Problem requirements: Lines from the top of the entries through the line that has "mark the ceiling -- a dot per instance" must be duplicated exactly, and no others.

Records for the exercise:
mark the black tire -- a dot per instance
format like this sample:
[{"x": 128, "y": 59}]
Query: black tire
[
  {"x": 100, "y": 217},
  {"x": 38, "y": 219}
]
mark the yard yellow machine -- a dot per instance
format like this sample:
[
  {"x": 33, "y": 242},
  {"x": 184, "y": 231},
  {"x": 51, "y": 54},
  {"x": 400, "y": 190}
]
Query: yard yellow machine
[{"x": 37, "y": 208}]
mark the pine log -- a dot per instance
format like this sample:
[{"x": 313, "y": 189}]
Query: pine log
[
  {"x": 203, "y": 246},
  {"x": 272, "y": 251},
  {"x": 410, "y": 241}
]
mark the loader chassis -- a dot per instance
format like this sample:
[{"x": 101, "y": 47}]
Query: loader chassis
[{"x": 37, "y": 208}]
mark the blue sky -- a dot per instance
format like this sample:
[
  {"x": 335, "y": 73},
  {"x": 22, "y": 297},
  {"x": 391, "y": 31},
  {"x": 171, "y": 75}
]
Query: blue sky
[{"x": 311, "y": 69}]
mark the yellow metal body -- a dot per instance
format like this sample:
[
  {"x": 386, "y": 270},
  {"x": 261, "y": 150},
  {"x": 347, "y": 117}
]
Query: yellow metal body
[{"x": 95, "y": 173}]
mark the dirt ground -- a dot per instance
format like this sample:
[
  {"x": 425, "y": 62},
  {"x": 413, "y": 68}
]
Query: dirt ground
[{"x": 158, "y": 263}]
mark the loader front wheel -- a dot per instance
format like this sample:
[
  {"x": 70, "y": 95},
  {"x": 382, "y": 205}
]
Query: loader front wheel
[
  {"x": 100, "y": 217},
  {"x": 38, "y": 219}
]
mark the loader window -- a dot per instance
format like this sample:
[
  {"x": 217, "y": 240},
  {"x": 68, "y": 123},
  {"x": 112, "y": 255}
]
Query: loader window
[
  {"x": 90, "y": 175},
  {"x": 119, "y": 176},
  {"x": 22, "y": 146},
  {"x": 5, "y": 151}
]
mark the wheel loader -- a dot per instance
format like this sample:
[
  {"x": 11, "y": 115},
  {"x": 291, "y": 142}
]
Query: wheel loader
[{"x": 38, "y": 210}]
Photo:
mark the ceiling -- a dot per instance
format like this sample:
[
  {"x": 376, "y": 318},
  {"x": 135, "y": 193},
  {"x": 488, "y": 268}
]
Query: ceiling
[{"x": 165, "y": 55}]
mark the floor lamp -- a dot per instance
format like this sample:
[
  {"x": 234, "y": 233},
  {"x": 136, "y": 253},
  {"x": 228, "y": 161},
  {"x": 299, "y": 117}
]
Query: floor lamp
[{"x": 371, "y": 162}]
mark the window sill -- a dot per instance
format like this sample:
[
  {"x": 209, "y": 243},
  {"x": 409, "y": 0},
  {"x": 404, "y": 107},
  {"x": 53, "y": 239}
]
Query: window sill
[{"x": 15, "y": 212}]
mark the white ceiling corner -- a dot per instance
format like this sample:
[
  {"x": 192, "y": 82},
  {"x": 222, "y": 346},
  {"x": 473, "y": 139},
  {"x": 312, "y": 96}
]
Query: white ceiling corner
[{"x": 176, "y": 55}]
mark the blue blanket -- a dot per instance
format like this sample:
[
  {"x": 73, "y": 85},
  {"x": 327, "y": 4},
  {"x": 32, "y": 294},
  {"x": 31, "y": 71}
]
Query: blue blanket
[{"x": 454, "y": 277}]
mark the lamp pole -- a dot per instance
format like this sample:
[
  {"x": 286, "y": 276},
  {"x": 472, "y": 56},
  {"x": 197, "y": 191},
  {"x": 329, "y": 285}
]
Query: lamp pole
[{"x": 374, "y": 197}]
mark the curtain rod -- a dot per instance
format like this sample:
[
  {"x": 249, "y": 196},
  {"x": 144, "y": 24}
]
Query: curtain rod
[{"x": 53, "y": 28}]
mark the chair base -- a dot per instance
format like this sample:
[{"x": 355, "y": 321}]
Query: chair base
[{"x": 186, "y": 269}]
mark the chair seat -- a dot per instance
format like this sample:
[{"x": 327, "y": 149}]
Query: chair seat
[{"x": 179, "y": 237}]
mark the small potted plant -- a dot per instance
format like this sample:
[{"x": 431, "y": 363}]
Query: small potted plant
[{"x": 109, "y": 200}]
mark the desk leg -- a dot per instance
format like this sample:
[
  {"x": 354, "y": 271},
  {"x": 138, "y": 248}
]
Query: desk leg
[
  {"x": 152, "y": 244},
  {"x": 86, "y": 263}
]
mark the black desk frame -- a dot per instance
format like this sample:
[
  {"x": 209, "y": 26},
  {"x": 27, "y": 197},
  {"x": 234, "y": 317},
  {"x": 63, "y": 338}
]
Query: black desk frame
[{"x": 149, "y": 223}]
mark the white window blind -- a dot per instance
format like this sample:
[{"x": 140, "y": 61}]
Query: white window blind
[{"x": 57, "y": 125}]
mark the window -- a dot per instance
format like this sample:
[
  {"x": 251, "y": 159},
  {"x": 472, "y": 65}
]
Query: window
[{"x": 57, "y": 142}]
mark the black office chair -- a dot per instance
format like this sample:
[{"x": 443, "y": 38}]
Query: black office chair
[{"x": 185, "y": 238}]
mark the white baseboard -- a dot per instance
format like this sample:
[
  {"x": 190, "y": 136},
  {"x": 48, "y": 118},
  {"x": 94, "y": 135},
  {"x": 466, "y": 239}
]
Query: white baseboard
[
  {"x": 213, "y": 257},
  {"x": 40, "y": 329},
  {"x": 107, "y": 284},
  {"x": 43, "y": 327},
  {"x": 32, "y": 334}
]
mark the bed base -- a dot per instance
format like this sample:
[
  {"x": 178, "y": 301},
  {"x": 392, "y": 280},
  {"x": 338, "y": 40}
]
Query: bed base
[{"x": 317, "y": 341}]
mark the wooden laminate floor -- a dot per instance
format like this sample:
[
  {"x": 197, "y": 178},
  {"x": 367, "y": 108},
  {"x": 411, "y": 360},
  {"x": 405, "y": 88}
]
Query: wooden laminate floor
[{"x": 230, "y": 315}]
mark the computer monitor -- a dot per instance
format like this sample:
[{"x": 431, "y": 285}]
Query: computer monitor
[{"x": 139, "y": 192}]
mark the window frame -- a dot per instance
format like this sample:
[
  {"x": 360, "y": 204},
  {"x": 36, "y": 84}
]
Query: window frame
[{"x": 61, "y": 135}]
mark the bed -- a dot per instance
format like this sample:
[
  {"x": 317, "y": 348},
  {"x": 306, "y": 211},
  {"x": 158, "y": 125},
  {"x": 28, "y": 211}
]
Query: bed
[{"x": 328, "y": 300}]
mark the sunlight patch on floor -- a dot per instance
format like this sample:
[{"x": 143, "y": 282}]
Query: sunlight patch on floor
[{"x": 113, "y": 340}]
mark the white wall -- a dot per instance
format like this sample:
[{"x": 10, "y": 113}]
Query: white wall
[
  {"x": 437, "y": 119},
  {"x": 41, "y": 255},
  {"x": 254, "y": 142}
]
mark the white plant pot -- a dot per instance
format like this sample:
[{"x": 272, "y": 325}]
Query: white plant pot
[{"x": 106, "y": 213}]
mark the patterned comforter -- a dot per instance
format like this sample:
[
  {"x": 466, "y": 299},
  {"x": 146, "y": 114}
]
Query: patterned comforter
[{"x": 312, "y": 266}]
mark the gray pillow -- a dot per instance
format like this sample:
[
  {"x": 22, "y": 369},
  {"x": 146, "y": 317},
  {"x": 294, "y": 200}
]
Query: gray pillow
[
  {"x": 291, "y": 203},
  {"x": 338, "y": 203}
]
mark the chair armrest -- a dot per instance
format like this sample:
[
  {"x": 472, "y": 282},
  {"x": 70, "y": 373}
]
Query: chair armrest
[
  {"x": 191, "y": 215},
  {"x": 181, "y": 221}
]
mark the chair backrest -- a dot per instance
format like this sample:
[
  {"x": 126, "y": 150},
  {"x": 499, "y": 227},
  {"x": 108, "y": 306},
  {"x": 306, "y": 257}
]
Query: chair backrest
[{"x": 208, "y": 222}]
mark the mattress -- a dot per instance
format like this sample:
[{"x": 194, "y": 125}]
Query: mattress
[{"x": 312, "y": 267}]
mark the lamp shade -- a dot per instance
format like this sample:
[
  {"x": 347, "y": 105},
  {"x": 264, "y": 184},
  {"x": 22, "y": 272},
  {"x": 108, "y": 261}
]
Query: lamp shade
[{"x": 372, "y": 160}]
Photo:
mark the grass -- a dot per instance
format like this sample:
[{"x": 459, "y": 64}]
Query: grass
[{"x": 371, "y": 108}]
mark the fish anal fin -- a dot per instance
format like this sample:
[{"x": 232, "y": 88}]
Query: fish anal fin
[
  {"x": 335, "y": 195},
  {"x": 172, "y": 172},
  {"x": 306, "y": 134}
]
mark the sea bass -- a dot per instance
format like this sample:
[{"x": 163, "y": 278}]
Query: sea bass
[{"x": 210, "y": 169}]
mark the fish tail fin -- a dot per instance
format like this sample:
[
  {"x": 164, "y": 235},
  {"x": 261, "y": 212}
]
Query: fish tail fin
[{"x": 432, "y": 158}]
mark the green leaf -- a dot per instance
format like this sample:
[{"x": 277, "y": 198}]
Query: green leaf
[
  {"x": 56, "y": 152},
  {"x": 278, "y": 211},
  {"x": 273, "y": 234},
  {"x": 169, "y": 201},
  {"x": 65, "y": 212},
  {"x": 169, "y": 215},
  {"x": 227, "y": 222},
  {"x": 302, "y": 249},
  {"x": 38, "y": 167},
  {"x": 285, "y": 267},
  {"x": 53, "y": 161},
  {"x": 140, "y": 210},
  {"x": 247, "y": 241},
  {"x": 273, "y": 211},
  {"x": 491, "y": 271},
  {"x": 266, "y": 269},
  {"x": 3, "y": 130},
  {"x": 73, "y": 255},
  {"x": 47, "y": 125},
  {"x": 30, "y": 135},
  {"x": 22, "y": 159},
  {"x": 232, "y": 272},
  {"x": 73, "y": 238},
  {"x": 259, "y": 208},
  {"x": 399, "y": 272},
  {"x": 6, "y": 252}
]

Response to this task:
mark the black tire -- a dot per instance
format like this sample:
[{"x": 128, "y": 59}]
Query: black tire
[
  {"x": 100, "y": 217},
  {"x": 38, "y": 219}
]
mark the yard yellow machine -- a dot per instance
format like this sample:
[
  {"x": 33, "y": 242},
  {"x": 184, "y": 231},
  {"x": 51, "y": 54},
  {"x": 400, "y": 190}
]
Query: yard yellow machine
[{"x": 37, "y": 208}]
mark the pine log -- a dot per instance
format like this sample:
[{"x": 313, "y": 189}]
Query: pine log
[
  {"x": 203, "y": 246},
  {"x": 272, "y": 251},
  {"x": 410, "y": 241}
]
mark the loader chassis -- a dot per instance
format like this sample:
[{"x": 101, "y": 47}]
Query: loader chassis
[{"x": 37, "y": 208}]
mark the blue sky -- a dot per instance
format like this sample:
[
  {"x": 335, "y": 73},
  {"x": 22, "y": 297},
  {"x": 391, "y": 31},
  {"x": 171, "y": 75}
]
Query: blue sky
[{"x": 311, "y": 69}]
mark the yellow metal body -- a dot per instance
format like this sample:
[
  {"x": 386, "y": 270},
  {"x": 261, "y": 150},
  {"x": 347, "y": 117}
]
Query: yellow metal body
[{"x": 95, "y": 173}]
mark the dirt ground -- a dot per instance
format like this sample:
[
  {"x": 425, "y": 62},
  {"x": 413, "y": 68}
]
Query: dirt ground
[{"x": 158, "y": 263}]
mark the loader front wheel -- a dot per instance
format like this sample:
[
  {"x": 70, "y": 95},
  {"x": 382, "y": 205}
]
Query: loader front wheel
[
  {"x": 100, "y": 217},
  {"x": 38, "y": 219}
]
mark the loader window -- a dot per instance
format like this sample:
[
  {"x": 217, "y": 240},
  {"x": 68, "y": 123},
  {"x": 112, "y": 255}
]
Query: loader window
[
  {"x": 90, "y": 175},
  {"x": 119, "y": 176},
  {"x": 22, "y": 146},
  {"x": 5, "y": 151}
]
mark the wheel loader -- a dot per instance
format like this sample:
[
  {"x": 11, "y": 115},
  {"x": 291, "y": 142}
]
Query: wheel loader
[{"x": 38, "y": 210}]
Photo:
mark the ceiling -- a dot per instance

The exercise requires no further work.